__EXTRAIT DU DOCUMENT__:
En revanche, dans le même temps, on note une durée plus longue des arrêts pour maladie. Le salarié qui justifie son jour de carence en produisant un certificat médical a tendance à suivre les préconisations de son médecin et à prendre les trois ou quatre jours d'arrêt maladie que celui-ci lui conseille. Nous sommes donc perdants de ce point de vue.
Toutes choses égales par ailleurs, puisque la mesure a rapporté 60 millions d'euros à l'État, alors que son produit avait été évalué à 120 millions d'euros, j'ai proposé que soit supprimé le jour de carence.
Je rappelle également qu'un certain nombre de collectivités territoriales sont en train de négocier des systèmes de prévoyance supplémentaires, qui vont coûter fort cher.
Comment vérifier que chaque collectivité locale soit en accord avec la loi ? À l'heure actuelle, aucun dispositif ne le permet. Je rappelle le principe de libre administration des collectivités locales. Il appartient donc à chaque citoyen ou à toute personne qui y a intérêt d'ester en justice en la matière.

__LIGNES FOURNIES__:
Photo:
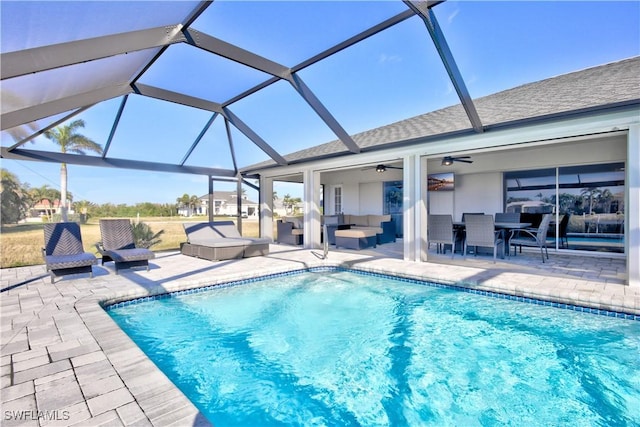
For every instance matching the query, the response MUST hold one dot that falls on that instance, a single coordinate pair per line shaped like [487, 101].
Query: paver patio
[65, 362]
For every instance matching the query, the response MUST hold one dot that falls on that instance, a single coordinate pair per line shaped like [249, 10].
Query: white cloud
[384, 58]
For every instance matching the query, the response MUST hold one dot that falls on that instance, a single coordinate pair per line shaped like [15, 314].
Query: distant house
[225, 204]
[44, 208]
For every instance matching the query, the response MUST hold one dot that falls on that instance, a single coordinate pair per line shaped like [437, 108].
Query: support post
[266, 208]
[239, 202]
[212, 206]
[632, 210]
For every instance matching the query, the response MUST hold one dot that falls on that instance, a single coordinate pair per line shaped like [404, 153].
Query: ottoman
[355, 238]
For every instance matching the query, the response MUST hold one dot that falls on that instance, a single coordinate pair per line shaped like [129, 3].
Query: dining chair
[440, 231]
[480, 231]
[532, 237]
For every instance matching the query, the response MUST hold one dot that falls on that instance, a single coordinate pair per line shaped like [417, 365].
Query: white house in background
[572, 141]
[225, 204]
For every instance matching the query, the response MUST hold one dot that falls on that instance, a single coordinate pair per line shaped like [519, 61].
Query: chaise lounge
[220, 240]
[118, 245]
[63, 251]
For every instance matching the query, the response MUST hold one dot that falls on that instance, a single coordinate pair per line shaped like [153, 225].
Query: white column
[311, 209]
[422, 186]
[266, 208]
[410, 209]
[632, 211]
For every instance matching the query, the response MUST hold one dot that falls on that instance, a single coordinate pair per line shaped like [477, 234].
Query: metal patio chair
[532, 237]
[118, 245]
[480, 232]
[63, 251]
[440, 231]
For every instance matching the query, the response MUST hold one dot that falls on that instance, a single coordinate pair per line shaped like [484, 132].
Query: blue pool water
[342, 348]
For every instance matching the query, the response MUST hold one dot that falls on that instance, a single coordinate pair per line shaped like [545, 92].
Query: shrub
[144, 236]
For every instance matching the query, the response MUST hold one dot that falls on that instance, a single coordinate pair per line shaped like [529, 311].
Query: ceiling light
[447, 161]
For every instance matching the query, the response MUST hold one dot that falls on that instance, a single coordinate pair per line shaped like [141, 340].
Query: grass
[21, 244]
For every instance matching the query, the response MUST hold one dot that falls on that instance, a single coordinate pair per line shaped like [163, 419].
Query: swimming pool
[334, 347]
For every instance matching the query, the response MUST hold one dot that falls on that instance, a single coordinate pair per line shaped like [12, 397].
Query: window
[588, 199]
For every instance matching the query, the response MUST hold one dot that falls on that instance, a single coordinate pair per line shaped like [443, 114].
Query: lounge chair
[118, 245]
[220, 240]
[441, 232]
[63, 251]
[532, 237]
[480, 231]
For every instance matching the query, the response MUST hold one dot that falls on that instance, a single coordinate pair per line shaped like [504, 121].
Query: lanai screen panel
[29, 24]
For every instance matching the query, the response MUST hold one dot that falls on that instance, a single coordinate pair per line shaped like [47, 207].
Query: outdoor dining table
[507, 226]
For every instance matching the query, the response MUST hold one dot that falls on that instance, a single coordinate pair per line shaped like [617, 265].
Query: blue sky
[391, 76]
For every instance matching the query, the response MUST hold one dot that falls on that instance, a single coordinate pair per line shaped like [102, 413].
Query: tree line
[19, 198]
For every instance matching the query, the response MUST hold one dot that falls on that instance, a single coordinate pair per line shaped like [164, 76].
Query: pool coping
[149, 398]
[136, 369]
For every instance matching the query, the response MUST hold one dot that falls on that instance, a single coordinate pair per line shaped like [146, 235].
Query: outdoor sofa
[220, 240]
[382, 225]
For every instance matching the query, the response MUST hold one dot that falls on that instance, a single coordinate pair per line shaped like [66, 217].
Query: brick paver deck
[65, 362]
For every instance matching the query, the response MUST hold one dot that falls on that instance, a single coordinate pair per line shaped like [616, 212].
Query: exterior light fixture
[447, 161]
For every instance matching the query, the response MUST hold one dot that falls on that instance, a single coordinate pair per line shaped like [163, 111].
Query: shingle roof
[592, 88]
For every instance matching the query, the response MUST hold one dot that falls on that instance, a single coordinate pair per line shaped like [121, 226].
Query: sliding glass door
[587, 200]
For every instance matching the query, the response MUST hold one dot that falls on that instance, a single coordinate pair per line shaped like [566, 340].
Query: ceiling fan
[448, 160]
[381, 168]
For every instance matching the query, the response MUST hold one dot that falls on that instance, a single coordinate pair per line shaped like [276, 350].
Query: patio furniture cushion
[220, 240]
[355, 238]
[382, 224]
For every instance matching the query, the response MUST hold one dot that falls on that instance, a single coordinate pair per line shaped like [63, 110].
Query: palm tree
[194, 202]
[70, 142]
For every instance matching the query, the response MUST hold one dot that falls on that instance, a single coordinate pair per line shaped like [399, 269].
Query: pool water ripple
[339, 348]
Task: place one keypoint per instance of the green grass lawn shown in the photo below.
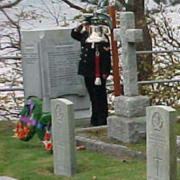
(29, 161)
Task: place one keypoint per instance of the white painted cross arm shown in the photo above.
(132, 35)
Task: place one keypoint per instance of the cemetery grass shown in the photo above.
(29, 161)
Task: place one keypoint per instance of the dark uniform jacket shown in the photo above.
(87, 58)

__TÂCHES À RÉALISER__:
A - Pouvez-vous réécrire le passage du texte sur le jour de carence qui s'ouvre sur les mots "Je rappelle également" et se clôt sur "en la matière.", en y remplaçant "libre administration" par "libre gestion" ?
B - Pourriez-vous prolonger le texte sur le jour de carence à partir de sa dernière phrase ?
Les lignes constituent un matériau distinct du texte sur le jour de carence.

__RÉPONSES DE L'EXERCICE__:
A -
Je rappelle également qu'un certain nombre de collectivités territoriales sont en train de négocier des systèmes de prévoyance supplémentaires, qui vont coûter fort cher.
Comment vérifier que chaque collectivité locale soit en accord avec la loi ? À l'heure actuelle, aucun dispositif ne le permet. Je rappelle le principe de libre gestion des collectivités locales. Il appartient donc à chaque citoyen ou à toute personne qui y a intérêt d'ester en justice en la matière.

B -
Mais compte tenu de la grande difficulté à mettre en place le dispositif actuellement en vigueur, du coût qu'il représente pour les fonctions supports, notamment l'établissement de nouveaux logiciels de paye, je comprends qu'il ne soit pas forcément appliqué les prochains mois de son existence. Il revient à l'exécutif de chaque collectivité de décider ce qu'il doit faire.
M. le président. La parole est à Mme Catherine Procaccia.
Mme Catherine Procaccia. Madame la ministre, comment voulez-vous que je me satisfasse de votre réponse ? Je vous ai posé une question précise : la non-application de la journée de carence est-elle légale ou pas ? Vous ne me répondez pas !
Mme Marylise Lebranchu, ministre. Si, j'ai répondu !
Mme Catherine Procaccia. Vous avez justifié pendant une minute et demie l'abrogation du jour de carence, après l'avoir expliqué en long et en large dans les journaux. Je vous demande simplement : est-ce légal ou non ? Or vous ne me répondez pas ! Vous comprenez, dites-vous, que la disposition actuellement en vigueur ne soit pas appliquée, mais vous ne vous prononcez pas sur l'aspect juridique.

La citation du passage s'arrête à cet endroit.